**PROBLEM**
In the output, include exactly the lines from the beginning of the records up to and including the one that contains "box: [715, 160, 756, 280]", and leave out the pictures.

Stored data entries
┄┄┄┄┄┄┄┄┄┄

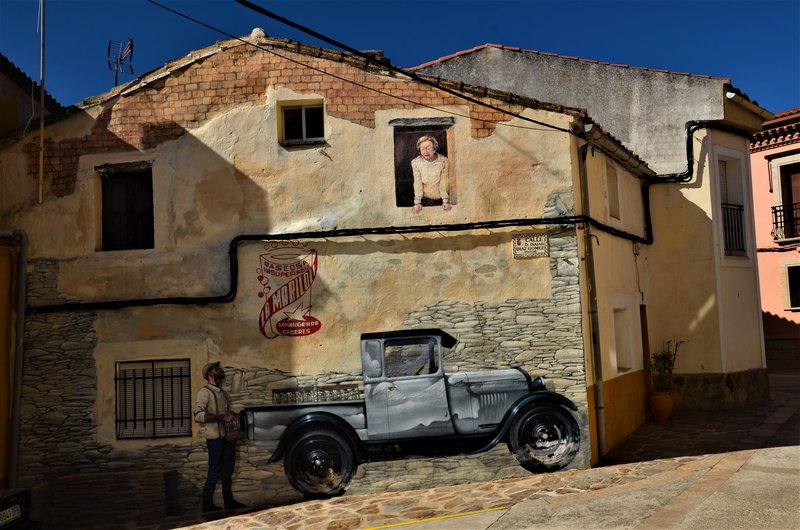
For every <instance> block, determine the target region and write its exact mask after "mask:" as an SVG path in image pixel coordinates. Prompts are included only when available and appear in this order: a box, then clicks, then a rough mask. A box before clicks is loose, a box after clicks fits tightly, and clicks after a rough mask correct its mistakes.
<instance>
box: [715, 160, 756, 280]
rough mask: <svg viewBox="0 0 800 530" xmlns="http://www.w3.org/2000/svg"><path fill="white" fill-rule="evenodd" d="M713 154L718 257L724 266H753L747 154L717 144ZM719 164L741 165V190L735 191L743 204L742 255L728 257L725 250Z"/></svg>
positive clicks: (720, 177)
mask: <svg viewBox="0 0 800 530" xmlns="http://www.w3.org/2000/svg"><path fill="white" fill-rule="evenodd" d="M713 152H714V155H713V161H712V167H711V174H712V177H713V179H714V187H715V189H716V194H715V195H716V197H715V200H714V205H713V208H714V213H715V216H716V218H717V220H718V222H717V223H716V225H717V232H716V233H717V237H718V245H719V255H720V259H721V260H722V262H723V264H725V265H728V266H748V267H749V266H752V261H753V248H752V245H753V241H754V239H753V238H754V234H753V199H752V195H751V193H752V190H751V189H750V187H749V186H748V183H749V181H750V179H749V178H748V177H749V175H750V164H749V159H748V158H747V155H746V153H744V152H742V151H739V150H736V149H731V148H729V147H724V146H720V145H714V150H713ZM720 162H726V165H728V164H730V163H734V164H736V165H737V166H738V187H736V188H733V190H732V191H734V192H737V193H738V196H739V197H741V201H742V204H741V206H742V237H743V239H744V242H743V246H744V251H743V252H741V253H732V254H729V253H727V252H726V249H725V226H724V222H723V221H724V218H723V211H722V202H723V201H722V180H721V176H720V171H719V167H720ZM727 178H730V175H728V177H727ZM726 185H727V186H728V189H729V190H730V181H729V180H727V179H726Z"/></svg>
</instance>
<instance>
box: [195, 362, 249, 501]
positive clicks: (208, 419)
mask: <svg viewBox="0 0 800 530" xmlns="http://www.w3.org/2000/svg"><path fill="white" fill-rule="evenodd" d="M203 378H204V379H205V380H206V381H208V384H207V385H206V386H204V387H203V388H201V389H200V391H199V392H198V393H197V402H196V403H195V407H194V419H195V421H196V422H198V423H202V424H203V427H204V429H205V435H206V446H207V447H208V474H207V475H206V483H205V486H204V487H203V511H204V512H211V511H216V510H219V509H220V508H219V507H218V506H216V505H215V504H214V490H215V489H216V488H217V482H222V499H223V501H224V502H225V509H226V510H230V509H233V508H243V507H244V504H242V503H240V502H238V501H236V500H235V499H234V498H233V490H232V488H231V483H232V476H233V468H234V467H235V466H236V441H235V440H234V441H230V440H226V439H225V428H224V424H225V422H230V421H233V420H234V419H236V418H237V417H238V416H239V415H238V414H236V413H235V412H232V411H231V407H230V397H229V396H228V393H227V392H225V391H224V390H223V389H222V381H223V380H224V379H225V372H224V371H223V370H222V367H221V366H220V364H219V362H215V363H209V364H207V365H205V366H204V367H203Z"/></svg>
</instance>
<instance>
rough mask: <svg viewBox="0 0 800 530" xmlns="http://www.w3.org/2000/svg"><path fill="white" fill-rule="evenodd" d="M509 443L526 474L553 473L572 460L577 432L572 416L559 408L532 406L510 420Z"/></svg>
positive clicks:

┄┄┄┄┄┄┄┄┄┄

**YOUR RESPONSE**
For every <instance> block, determine the target region and write its exact mask after "mask:" as an SVG path in image pixel coordinates. Prompts are included only when available and appear in this order: a box, then clicks, then a rough mask. A box before clicks is loose, a box after clicks fits tightly, and clicks after a rough mask correct its mistakes.
<instance>
box: [715, 160, 756, 280]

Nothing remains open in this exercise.